» The problem
Repeat everything in the listing below. Keep each line exact.

» Provided data

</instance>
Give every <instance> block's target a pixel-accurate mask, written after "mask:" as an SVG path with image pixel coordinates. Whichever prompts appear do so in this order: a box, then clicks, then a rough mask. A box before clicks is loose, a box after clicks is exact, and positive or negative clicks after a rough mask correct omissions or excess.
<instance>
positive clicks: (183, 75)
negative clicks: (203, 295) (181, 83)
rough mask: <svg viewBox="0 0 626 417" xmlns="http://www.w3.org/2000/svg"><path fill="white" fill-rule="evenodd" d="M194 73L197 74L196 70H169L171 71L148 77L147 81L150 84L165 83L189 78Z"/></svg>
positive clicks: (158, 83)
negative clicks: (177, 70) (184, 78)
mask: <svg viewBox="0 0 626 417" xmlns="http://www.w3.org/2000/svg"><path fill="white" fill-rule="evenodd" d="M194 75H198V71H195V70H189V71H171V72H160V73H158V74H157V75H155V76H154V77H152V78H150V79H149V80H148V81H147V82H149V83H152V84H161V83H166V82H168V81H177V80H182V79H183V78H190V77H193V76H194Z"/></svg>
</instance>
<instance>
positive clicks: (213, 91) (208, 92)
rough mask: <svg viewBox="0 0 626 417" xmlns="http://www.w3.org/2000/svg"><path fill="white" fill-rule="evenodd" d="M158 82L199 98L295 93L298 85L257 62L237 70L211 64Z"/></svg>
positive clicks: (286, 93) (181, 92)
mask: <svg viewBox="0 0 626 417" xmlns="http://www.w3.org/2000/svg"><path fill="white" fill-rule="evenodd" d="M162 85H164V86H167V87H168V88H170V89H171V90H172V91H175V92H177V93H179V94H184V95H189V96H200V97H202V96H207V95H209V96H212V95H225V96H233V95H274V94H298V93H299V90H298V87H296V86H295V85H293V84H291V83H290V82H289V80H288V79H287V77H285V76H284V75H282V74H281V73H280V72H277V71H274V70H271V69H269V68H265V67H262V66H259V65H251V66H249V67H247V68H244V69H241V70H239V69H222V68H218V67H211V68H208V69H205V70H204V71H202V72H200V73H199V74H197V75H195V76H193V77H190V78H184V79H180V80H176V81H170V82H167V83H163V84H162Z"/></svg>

» Reply to the task
</instance>
Give every <instance> block's target a pixel-accurate mask, written after "mask:" as an SVG path with image pixel coordinates. Whichever prompts appear do so in this order: a box, then clicks, then a rough mask. A box before clicks is loose, a box after clicks is exact, and positive or negative clicks after a rough mask correct omissions or excess.
<instance>
positive clicks: (183, 75)
negative clicks: (203, 295) (181, 83)
rough mask: <svg viewBox="0 0 626 417" xmlns="http://www.w3.org/2000/svg"><path fill="white" fill-rule="evenodd" d="M194 73L197 74L196 70H169L171 71L148 77L147 81L150 84L165 83L189 78Z"/></svg>
positive clicks: (158, 83)
negative clicks: (177, 70) (184, 78)
mask: <svg viewBox="0 0 626 417" xmlns="http://www.w3.org/2000/svg"><path fill="white" fill-rule="evenodd" d="M194 75H198V71H195V70H189V71H171V72H160V73H158V74H157V75H155V76H154V77H152V78H150V79H149V80H148V81H147V82H149V83H152V84H161V83H166V82H168V81H177V80H182V79H183V78H190V77H193V76H194Z"/></svg>
</instance>
<instance>
positive clicks: (213, 91) (208, 92)
rough mask: <svg viewBox="0 0 626 417" xmlns="http://www.w3.org/2000/svg"><path fill="white" fill-rule="evenodd" d="M158 82L199 98L295 93L298 85L257 62L237 70L211 64Z"/></svg>
positive clicks: (286, 93) (181, 92)
mask: <svg viewBox="0 0 626 417" xmlns="http://www.w3.org/2000/svg"><path fill="white" fill-rule="evenodd" d="M162 85H164V86H167V87H168V88H170V89H171V90H172V91H175V92H177V93H179V94H184V95H189V96H200V97H202V96H207V95H209V96H212V95H225V96H233V95H274V94H298V93H299V90H298V87H296V86H295V85H293V84H291V83H290V82H289V80H288V79H287V77H285V76H284V75H282V74H281V73H280V72H277V71H274V70H271V69H269V68H265V67H262V66H259V65H251V66H249V67H247V68H244V69H241V70H239V69H222V68H218V67H211V68H208V69H205V70H204V71H202V72H200V73H199V74H197V75H195V76H193V77H190V78H184V79H180V80H176V81H170V82H167V83H163V84H162Z"/></svg>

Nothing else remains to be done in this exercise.